Your instructions
Please reproduce all the records exactly while leaving out their pictures.

Data to process
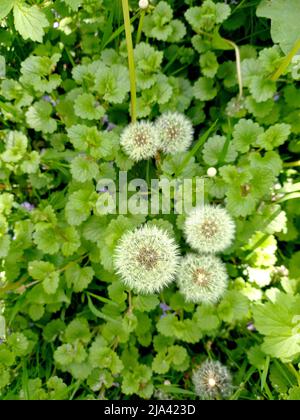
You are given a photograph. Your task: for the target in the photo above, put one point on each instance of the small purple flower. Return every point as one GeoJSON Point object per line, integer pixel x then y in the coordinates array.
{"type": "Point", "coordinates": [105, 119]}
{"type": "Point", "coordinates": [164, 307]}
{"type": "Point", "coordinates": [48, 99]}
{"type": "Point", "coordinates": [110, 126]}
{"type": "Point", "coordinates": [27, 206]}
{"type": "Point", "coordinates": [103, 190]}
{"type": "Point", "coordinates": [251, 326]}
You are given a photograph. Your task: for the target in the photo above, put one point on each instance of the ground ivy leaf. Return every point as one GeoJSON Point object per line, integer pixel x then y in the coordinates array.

Answer to this exercise
You are given a photograph. Your task: for the target in the photo above, put one point on each instance of the small purple flower. Return every point as one GeoJSON Point object per line, integer pixel x then y in the coordinates array.
{"type": "Point", "coordinates": [105, 119]}
{"type": "Point", "coordinates": [164, 307]}
{"type": "Point", "coordinates": [48, 99]}
{"type": "Point", "coordinates": [110, 126]}
{"type": "Point", "coordinates": [27, 206]}
{"type": "Point", "coordinates": [103, 190]}
{"type": "Point", "coordinates": [251, 326]}
You are given a photograph. Your task: for the target in the photo above, put one point on each instance of the ground ivy leaf. Return every point as one GeoJSON Point object per line, integer pixel x then y in the coordinates array.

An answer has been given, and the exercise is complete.